▶ _Short exercise_
Present every line of the rows below as a numbered list, with blank lines omitted and the pictures left out.
— Start of Data records —
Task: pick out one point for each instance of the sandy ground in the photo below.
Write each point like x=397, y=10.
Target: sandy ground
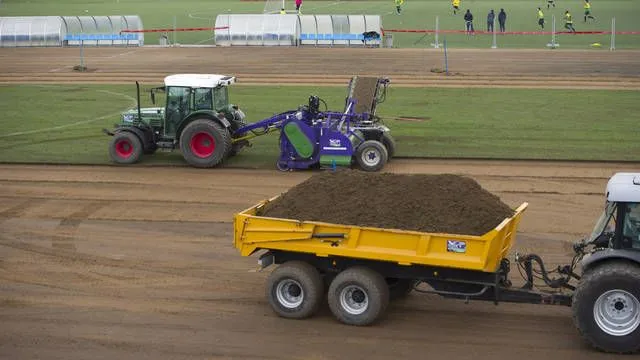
x=138, y=262
x=104, y=263
x=268, y=66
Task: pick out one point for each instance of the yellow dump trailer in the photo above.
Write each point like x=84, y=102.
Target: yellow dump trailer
x=481, y=253
x=359, y=270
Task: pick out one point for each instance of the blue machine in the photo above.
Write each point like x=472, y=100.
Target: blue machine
x=310, y=138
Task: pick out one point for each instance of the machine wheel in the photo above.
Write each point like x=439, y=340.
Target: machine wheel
x=295, y=290
x=606, y=307
x=371, y=155
x=204, y=143
x=399, y=288
x=125, y=148
x=390, y=144
x=358, y=296
x=151, y=150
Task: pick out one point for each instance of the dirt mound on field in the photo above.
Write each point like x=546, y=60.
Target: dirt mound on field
x=432, y=203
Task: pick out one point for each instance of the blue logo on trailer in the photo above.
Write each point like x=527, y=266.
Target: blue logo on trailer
x=456, y=246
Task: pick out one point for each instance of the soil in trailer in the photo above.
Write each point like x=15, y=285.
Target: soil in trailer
x=430, y=203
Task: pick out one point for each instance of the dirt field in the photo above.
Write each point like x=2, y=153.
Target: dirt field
x=406, y=67
x=137, y=263
x=103, y=262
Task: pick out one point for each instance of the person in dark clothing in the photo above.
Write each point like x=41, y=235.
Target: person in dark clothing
x=491, y=17
x=468, y=21
x=502, y=19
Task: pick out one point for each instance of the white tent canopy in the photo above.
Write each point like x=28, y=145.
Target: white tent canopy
x=293, y=29
x=21, y=31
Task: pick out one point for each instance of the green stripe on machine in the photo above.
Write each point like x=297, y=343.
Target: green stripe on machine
x=341, y=160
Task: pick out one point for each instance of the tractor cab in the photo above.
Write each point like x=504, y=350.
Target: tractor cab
x=619, y=224
x=189, y=94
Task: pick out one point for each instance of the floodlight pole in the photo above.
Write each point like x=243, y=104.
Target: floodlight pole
x=613, y=34
x=494, y=45
x=436, y=45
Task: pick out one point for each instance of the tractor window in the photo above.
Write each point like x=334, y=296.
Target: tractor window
x=220, y=97
x=606, y=222
x=631, y=228
x=202, y=99
x=177, y=107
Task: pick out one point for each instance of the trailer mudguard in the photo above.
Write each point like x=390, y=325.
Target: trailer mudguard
x=599, y=256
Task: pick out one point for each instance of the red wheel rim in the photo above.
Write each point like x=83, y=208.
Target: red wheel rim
x=124, y=148
x=202, y=144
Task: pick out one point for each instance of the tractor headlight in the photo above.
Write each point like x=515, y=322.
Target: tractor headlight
x=239, y=115
x=127, y=117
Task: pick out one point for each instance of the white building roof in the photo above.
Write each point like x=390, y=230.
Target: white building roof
x=624, y=187
x=199, y=80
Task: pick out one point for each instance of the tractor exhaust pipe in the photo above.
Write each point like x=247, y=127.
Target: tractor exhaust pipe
x=138, y=97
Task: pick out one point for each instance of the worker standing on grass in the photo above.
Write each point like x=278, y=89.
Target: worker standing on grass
x=541, y=19
x=456, y=6
x=587, y=11
x=568, y=22
x=491, y=19
x=468, y=21
x=399, y=6
x=502, y=19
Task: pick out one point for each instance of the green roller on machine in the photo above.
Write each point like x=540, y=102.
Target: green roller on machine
x=298, y=139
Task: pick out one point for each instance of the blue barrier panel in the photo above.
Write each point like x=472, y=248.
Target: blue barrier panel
x=94, y=37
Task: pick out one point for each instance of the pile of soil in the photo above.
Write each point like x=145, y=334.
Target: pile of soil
x=431, y=203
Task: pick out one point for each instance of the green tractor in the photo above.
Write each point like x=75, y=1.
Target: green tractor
x=197, y=118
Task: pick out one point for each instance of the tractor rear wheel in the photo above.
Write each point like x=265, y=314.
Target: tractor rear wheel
x=606, y=307
x=204, y=143
x=371, y=155
x=125, y=148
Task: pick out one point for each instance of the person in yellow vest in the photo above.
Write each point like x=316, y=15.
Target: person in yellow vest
x=399, y=6
x=587, y=11
x=568, y=21
x=541, y=19
x=456, y=6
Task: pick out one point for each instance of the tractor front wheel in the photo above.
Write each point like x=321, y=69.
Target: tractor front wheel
x=204, y=143
x=606, y=307
x=125, y=148
x=371, y=155
x=389, y=143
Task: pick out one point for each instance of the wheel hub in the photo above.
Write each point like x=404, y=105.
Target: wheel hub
x=202, y=144
x=617, y=312
x=124, y=148
x=289, y=293
x=354, y=300
x=371, y=157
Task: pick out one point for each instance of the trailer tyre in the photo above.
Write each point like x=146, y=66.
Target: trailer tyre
x=606, y=307
x=358, y=296
x=205, y=143
x=125, y=148
x=371, y=155
x=295, y=290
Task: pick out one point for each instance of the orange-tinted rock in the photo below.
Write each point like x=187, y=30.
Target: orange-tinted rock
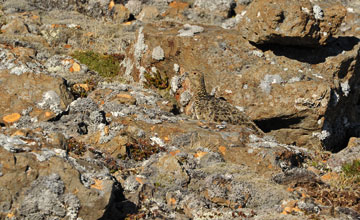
— End of Data records —
▶ _Solution to this task_
1. Task: pick out one point for each instance of the sandy ground in the photo below.
2. Write each point like x=397, y=10.
3. Target: sandy ground
4. x=138, y=262
5. x=104, y=263
6. x=268, y=66
7. Task: pick out one point for each instance of the yellow dump trailer in the photo above.
8. Write each point like x=84, y=102.
9. Target: yellow dump trailer
10. x=481, y=253
11. x=359, y=270
12. Task: pick out one point for each instance of the blue machine in the photo above.
13. Write each point like x=472, y=100.
14. Target: blue machine
15. x=310, y=138
16. Task: pick out one point for each instance of the machine wheel in the photo above.
17. Write each point like x=439, y=340.
18. Target: machine wheel
19. x=295, y=290
20. x=606, y=307
21. x=371, y=155
22. x=204, y=143
23. x=399, y=288
24. x=125, y=148
25. x=390, y=144
26. x=358, y=296
27. x=151, y=150
28. Task: pick out one point for each instance of the dirt mound on field in the photo above.
29. Write each point like x=546, y=60.
30. Target: dirt mound on field
31. x=432, y=203
32. Task: pick out one point for each instance of the blue logo on trailer in the photo above.
33. Write each point like x=527, y=266.
34. Target: blue logo on trailer
35. x=456, y=246
36. Task: pick out one point for each instance of the soil in trailer in the photo above.
37. Write each point like x=15, y=285.
38. Target: soil in trailer
39. x=430, y=203
40. Task: pick out one point for each instance of the dirt field in the photo above.
41. Write each point like x=2, y=153.
42. Target: dirt field
43. x=406, y=67
44. x=137, y=263
45. x=103, y=262
46. Task: pick out one point for each instance of the person in dark clothing in the photo above.
47. Write each point like x=41, y=235.
48. Target: person in dark clothing
49. x=491, y=17
50. x=468, y=21
51. x=502, y=19
52. Task: pick out one point for each instance of the white tent canopy in the photo above.
53. Write each point like x=28, y=145.
54. Target: white tent canopy
55. x=293, y=29
56. x=21, y=31
57. Task: pick out one point for each instance of the green stripe on machine in the photo above.
58. Write each point like x=297, y=343.
59. Target: green stripe on machine
60. x=341, y=160
61. Task: pick out one point for each instance of the tractor cab in the photo above.
62. Write each point like x=504, y=350.
63. Target: tractor cab
64. x=619, y=224
65. x=189, y=94
66. Task: pick out one point for each instance of the floodlight pole in the photo above.
67. Write each point like x=243, y=104.
68. Target: floodlight pole
69. x=613, y=34
70. x=494, y=45
71. x=436, y=45
72. Task: pick out one point for each instance of the tractor window in the photo above.
73. Write each point like x=334, y=296.
74. Target: tractor window
75. x=220, y=97
76. x=606, y=222
77. x=631, y=228
78. x=202, y=99
79. x=177, y=107
80. Task: pick out one point for each instance of the trailer mudguard in the photo above.
81. Write each point like x=390, y=325.
82. Target: trailer mudguard
83. x=599, y=256
84. Task: pick out one point for each instance of the red wheel rim in the photo above.
85. Write each point like x=83, y=208.
86. Target: red wheel rim
87. x=124, y=148
88. x=202, y=144
89. Task: pick out one point for each instance of the tractor headlight in the photo above.
90. Write each point like x=515, y=322.
91. Target: tractor headlight
92. x=239, y=115
93. x=127, y=117
94. Task: pick out one point for each instance of the white building roof in the photo above.
95. Write each point like x=390, y=230.
96. Target: white building roof
97. x=624, y=187
98. x=199, y=80
99. Task: pick out one point for each instance of the tractor exhaust pipe in the photo above.
100. Write each point like x=247, y=127.
101. Target: tractor exhaust pipe
102. x=138, y=97
103. Task: pick out one point for each instance of the worker standing on grass in the photo above.
104. Write each point like x=278, y=89.
105. Target: worker standing on grass
106. x=541, y=19
107. x=456, y=6
108. x=587, y=11
109. x=568, y=22
110. x=491, y=19
111. x=468, y=21
112. x=399, y=6
113. x=502, y=19
114. Task: pick out one point for each instance of the green roller on machine in the photo above.
115. Write each point like x=540, y=102.
116. Target: green roller on machine
117. x=298, y=139
118. Task: pick out one point for each instance of the blue barrier panel in the photo above.
119. Write each point like x=472, y=248.
120. Target: blue barrier panel
121. x=94, y=37
122. Task: pick out one point for each instance of the pile of soil in the photo above.
123. Write each point like x=145, y=334.
124. Target: pile of soil
125. x=431, y=203
126. Task: pick out one point for each instance of the green tractor in the photo above.
127. Write each point like x=75, y=1.
128. Target: green tractor
129. x=197, y=118
130. Task: pick out one point for each instance of the tractor rear wheel in the photo above.
131. Write each point like x=265, y=314.
132. Target: tractor rear wheel
133. x=606, y=307
134. x=204, y=143
135. x=371, y=155
136. x=125, y=148
137. Task: pick out one point for each instance of the person in yellow vest in the photo above.
138. Write each point like x=316, y=15.
139. Target: person in yellow vest
140. x=399, y=6
141. x=587, y=11
142. x=568, y=21
143. x=541, y=19
144. x=456, y=6
145. Task: pick out one point for each instance of the tractor front wheel in the photo above.
146. Write each point like x=321, y=69.
147. Target: tractor front wheel
148. x=204, y=143
149. x=606, y=307
150. x=125, y=148
151. x=371, y=155
152. x=389, y=143
153. Task: pick out one point for each instance of the wheel hub in the photo above.
154. Write each point like x=404, y=105.
155. Target: wheel hub
156. x=202, y=144
157. x=617, y=312
158. x=124, y=148
159. x=289, y=293
160. x=354, y=300
161. x=371, y=157
162. Task: pick out one point for each instance of the trailer tyre in the photo above.
163. Write each point like x=146, y=66.
164. Target: trailer tyre
165. x=606, y=307
166. x=358, y=296
167. x=205, y=143
168. x=125, y=148
169. x=371, y=155
170. x=295, y=290
171. Task: pick out one point for each instance of the orange-tinted rock in the photo below.
172. Write each point like x=187, y=30.
173. Target: orange-tinted rock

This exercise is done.